Entries taken from a collection:
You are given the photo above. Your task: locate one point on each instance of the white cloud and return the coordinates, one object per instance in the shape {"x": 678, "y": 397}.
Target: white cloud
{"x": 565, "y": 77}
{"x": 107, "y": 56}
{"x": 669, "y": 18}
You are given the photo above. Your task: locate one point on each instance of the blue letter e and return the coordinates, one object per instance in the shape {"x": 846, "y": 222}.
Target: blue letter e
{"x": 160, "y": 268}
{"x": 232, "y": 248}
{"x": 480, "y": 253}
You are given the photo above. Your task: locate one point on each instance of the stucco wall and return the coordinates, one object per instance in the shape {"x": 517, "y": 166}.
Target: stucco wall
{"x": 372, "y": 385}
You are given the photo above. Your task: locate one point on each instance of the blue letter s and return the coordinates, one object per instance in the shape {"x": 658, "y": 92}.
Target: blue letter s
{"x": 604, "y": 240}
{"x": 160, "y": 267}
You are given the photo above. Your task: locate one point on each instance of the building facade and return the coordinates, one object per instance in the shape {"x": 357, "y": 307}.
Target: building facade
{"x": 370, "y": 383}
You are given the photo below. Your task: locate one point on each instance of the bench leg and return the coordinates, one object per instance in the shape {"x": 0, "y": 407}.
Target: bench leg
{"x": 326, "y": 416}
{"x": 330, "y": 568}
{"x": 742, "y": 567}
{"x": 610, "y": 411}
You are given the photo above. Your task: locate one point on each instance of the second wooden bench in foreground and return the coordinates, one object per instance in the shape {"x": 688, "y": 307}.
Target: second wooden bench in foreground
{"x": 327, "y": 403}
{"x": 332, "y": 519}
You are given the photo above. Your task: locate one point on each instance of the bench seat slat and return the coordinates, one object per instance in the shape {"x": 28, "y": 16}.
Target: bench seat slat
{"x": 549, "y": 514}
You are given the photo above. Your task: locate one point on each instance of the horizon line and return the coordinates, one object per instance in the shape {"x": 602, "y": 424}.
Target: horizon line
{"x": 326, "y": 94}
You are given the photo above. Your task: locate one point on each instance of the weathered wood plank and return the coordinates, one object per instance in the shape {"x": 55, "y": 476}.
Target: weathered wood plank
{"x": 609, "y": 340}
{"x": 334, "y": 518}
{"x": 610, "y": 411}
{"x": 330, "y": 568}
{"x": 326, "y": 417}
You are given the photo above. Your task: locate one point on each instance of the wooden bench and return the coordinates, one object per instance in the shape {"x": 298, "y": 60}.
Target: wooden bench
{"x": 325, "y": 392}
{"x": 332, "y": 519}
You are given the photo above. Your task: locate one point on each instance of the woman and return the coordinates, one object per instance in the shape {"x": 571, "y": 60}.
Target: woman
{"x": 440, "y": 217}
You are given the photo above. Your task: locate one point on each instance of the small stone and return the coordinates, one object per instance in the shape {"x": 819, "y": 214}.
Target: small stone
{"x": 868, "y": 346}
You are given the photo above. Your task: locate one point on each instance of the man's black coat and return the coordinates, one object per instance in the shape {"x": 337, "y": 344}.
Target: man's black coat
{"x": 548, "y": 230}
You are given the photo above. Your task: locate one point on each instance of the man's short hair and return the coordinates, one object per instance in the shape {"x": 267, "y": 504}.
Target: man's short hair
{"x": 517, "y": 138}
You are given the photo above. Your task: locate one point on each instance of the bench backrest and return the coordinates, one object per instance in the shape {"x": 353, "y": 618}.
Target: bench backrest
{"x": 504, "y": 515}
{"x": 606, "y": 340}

WORK TO DO: Update the part of the rows that opens with the line containing "the man's short" and runs through the last row, changing "bench backrest" to "bench back rail" and keeping everything else the same.

THE OUTPUT:
You are given the photo above. Your task: locate one point on each instance of the man's short hair and return the coordinates, one object per instance in the shape {"x": 267, "y": 504}.
Target: man's short hair
{"x": 517, "y": 138}
You are given the photo above. Your task: locate one point on each instance of the bench back rail and return the coordinates, one object per instance in the shape {"x": 353, "y": 618}.
Target: bench back rail
{"x": 504, "y": 515}
{"x": 606, "y": 340}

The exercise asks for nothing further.